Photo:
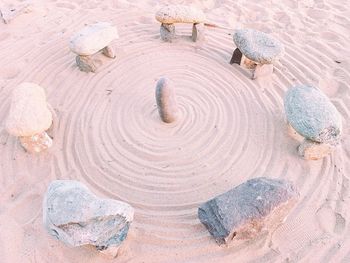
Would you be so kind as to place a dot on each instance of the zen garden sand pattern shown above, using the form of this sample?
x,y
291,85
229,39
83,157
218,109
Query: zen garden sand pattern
x,y
125,142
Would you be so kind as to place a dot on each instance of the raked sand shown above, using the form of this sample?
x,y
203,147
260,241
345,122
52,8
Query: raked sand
x,y
108,134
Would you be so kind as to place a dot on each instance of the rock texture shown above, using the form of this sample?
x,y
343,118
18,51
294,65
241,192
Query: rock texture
x,y
310,112
258,46
166,101
171,14
29,113
92,38
77,217
256,206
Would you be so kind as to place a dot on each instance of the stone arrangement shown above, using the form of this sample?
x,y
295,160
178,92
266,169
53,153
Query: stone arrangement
x,y
166,100
77,217
256,50
172,14
312,115
256,206
90,40
29,117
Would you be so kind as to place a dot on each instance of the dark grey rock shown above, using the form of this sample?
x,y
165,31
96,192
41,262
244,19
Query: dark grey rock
x,y
310,112
258,46
77,217
256,206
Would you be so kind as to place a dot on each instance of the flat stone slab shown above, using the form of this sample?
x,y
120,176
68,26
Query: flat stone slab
x,y
311,113
93,38
75,216
256,206
29,113
258,46
171,14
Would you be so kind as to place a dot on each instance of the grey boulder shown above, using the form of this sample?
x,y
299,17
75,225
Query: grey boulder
x,y
258,46
75,216
257,206
310,112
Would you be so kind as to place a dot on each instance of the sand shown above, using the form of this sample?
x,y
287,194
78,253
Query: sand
x,y
108,134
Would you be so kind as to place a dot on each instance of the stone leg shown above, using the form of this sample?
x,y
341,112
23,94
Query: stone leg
x,y
108,52
36,143
262,70
167,32
311,150
198,32
236,57
85,63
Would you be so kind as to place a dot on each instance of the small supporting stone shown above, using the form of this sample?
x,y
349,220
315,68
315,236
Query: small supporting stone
x,y
85,63
108,52
166,101
198,32
236,57
262,70
36,143
311,150
167,32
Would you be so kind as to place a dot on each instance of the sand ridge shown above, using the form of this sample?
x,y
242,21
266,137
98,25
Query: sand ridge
x,y
108,134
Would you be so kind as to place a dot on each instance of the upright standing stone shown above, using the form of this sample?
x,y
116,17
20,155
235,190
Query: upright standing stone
x,y
256,206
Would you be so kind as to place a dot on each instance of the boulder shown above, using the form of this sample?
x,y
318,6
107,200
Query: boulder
x,y
171,14
258,46
257,206
75,216
310,112
93,38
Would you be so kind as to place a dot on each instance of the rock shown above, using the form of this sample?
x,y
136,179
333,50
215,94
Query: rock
x,y
310,112
75,216
92,38
258,46
256,206
171,14
166,101
29,113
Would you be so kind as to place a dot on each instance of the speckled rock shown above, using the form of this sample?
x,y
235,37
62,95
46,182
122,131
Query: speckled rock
x,y
171,14
258,46
166,100
257,206
77,217
310,112
93,38
29,113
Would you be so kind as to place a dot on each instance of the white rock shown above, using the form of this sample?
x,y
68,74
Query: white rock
x,y
29,114
75,216
92,38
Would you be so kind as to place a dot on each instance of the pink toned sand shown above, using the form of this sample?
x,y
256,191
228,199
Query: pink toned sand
x,y
108,134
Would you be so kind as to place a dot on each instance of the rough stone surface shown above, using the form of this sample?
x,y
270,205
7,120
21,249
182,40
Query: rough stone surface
x,y
171,14
29,113
311,150
36,143
167,32
92,38
75,216
258,46
166,101
256,206
310,112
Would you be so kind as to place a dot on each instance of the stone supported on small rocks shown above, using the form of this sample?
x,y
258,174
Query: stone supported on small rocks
x,y
198,32
255,207
75,216
311,150
108,52
36,143
85,63
166,101
167,32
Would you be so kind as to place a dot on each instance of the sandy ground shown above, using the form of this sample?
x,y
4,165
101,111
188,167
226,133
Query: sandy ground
x,y
108,135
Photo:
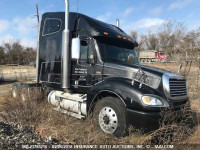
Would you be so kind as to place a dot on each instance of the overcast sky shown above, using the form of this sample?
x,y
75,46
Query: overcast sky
x,y
17,19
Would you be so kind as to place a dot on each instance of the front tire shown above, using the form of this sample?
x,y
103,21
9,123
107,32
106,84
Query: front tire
x,y
110,116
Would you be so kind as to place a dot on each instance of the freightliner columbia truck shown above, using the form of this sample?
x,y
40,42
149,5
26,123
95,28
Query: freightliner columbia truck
x,y
91,67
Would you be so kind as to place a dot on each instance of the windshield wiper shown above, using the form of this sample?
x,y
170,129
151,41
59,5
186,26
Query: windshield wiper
x,y
113,59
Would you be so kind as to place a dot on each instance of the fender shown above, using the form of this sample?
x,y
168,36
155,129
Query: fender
x,y
119,87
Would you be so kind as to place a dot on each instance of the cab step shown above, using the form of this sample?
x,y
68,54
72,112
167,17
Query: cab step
x,y
79,116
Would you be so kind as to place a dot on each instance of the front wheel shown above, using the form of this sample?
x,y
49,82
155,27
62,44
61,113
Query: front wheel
x,y
110,116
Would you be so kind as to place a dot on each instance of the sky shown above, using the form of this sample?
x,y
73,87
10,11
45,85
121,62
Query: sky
x,y
18,21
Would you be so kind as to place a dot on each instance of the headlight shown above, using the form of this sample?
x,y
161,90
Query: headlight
x,y
151,101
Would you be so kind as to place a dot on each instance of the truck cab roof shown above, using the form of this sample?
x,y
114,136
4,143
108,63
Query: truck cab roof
x,y
88,26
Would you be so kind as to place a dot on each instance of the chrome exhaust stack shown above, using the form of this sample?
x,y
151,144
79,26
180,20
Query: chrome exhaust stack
x,y
117,23
65,50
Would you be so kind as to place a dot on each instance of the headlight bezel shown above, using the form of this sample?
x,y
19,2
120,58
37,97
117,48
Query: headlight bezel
x,y
153,98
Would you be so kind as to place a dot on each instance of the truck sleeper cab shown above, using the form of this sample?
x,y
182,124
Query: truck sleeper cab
x,y
105,75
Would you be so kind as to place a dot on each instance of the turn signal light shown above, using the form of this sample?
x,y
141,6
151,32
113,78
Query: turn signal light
x,y
106,33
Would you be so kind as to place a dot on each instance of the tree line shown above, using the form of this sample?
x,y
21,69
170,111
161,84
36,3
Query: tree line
x,y
171,38
14,53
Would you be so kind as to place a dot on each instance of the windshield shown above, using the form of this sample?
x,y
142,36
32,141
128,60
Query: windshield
x,y
117,52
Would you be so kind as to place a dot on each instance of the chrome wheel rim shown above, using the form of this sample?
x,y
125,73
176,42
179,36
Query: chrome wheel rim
x,y
108,120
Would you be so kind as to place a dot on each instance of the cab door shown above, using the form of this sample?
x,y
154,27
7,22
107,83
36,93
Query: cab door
x,y
83,70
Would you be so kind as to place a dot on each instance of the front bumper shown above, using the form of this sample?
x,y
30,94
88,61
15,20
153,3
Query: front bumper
x,y
146,121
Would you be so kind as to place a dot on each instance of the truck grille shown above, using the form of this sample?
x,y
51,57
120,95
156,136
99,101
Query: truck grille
x,y
177,87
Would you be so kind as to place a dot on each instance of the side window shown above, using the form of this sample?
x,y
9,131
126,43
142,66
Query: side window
x,y
51,26
86,50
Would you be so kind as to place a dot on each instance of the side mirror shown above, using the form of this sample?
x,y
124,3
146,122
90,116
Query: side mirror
x,y
75,48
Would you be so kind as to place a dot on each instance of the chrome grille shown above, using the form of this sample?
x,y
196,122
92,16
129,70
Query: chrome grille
x,y
177,87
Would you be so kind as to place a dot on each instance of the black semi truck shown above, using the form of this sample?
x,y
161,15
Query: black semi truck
x,y
89,66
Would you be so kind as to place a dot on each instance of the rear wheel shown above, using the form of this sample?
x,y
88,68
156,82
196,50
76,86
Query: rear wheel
x,y
110,116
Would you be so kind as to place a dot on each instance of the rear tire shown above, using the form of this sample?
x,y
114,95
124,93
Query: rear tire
x,y
110,116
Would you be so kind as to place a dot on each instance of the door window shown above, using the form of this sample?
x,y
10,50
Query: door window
x,y
51,26
86,50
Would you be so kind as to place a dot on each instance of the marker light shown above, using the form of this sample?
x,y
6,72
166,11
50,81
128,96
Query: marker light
x,y
151,101
106,33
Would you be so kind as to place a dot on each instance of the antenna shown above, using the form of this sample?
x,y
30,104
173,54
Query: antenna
x,y
117,23
38,17
77,5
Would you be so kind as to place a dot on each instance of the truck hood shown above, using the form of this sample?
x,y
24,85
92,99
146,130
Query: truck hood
x,y
149,76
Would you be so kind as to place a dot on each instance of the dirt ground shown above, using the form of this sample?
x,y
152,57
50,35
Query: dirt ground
x,y
5,88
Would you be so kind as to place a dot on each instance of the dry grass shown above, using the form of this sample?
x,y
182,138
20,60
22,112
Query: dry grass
x,y
38,113
68,130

---*---

What the task asks → Reproduce the rows verbatim, starting at the line that contains "the rear tire" and continuing through the end of the rows.

The output →
Would you be so kind as to place a dot on each instance of the rear tire shown above, using the form of this sample?
x,y
114,95
124,93
Query: rear tire
x,y
110,116
Would you be so kind as to place a dot on each instance of the door window shown above, using the form of this sample?
x,y
10,50
Query: door window
x,y
51,26
86,50
Would you be so kind as to place a dot on each instance of the marker light shown above, using the form of this sample?
x,y
6,72
166,11
50,81
128,96
Query: marker light
x,y
151,101
106,33
Would you be so kind as to place a dot on each instance of the antenna shown above, using the form of this sample?
x,y
30,104
173,54
Query: antenna
x,y
117,23
38,17
77,5
Would you be so kind as to place a dot on each instance of the truck hood shown above, using the form of this sample?
x,y
24,85
92,99
146,130
Query: truck hood
x,y
149,76
Would you be so kind as to place a dot on each instance of the dirt ground shown above, using the form of this sample?
x,y
152,57
50,35
Query: dirt ground
x,y
5,88
Would you be so kind as to place a dot on each instance of the dry grass shown above, using the form of this sample?
x,y
182,138
20,60
22,112
Query: dry grass
x,y
38,113
68,130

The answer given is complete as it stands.